## Your goal
Exactly how many lines in the data below contain the string "necklace"? Give that number and nothing else.

=== Dataset records ===

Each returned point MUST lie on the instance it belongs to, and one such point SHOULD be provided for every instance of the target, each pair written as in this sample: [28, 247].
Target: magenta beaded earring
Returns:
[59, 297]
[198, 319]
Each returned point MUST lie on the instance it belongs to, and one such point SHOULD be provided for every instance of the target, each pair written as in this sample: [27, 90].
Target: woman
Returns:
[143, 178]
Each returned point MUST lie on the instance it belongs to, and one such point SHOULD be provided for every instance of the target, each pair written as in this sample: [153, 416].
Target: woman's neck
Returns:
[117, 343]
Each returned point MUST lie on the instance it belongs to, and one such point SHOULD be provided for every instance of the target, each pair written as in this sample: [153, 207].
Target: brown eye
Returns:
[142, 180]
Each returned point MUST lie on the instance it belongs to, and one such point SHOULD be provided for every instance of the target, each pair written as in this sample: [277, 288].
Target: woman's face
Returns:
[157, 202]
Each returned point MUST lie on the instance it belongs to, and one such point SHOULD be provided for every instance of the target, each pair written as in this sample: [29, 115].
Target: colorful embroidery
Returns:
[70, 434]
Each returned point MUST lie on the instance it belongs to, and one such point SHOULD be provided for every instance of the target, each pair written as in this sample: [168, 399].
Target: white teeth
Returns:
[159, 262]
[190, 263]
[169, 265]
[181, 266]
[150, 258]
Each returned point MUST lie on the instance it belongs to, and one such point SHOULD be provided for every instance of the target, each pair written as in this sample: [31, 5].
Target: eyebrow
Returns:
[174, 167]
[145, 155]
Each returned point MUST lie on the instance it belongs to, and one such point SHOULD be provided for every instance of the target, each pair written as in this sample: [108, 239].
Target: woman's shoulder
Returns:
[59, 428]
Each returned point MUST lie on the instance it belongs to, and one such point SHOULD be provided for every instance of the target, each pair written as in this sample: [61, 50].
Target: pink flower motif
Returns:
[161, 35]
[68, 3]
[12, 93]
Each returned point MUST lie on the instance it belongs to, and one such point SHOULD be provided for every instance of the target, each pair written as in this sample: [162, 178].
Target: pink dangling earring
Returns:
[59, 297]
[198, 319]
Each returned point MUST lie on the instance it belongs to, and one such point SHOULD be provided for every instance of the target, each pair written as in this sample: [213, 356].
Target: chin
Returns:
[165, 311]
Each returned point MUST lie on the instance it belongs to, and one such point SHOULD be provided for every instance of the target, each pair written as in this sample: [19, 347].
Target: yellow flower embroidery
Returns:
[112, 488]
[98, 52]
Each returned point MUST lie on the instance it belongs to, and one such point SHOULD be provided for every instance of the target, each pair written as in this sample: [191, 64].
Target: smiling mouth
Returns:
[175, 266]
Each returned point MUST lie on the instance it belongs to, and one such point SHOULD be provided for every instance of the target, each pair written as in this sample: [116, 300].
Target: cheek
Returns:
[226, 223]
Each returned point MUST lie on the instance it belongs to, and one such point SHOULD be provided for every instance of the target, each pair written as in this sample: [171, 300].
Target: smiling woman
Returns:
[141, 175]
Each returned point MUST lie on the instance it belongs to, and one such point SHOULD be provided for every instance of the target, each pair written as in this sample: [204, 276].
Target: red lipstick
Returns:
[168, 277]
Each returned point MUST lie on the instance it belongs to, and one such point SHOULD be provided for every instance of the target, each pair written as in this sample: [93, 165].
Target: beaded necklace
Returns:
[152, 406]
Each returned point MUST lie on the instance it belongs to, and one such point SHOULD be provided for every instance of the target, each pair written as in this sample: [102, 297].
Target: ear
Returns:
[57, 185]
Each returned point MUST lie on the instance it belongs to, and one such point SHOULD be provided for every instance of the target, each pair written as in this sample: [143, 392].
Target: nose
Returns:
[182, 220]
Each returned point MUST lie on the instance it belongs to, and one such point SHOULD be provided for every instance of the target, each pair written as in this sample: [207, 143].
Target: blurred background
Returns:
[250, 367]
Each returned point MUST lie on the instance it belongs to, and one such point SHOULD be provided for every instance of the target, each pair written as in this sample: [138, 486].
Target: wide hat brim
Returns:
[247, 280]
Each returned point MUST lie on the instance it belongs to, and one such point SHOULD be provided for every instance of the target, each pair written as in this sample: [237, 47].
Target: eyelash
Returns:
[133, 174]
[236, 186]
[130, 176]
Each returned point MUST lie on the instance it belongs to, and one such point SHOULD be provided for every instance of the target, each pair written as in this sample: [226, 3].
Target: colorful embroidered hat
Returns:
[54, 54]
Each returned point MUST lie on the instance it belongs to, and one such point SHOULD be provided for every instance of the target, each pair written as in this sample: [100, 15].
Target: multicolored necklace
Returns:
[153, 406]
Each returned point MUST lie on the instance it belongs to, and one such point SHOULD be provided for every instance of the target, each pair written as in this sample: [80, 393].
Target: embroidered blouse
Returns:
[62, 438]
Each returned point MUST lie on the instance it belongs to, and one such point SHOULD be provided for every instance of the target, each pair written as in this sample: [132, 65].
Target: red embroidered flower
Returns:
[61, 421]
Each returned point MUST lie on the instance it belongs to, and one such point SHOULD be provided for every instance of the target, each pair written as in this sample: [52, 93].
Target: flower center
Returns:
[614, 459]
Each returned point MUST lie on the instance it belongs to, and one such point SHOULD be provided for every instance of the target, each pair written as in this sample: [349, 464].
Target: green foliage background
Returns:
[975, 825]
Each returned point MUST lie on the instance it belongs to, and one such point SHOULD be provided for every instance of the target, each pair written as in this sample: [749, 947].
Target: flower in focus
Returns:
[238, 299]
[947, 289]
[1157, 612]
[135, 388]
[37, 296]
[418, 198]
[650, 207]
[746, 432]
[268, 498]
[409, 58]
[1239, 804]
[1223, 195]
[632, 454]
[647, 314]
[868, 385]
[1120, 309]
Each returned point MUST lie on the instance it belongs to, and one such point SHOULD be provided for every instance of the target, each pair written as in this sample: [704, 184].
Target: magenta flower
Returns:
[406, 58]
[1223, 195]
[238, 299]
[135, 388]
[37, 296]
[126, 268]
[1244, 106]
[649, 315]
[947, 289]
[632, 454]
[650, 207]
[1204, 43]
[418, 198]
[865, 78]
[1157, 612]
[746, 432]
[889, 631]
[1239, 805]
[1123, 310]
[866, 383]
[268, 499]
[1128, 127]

===

## Output of the task
2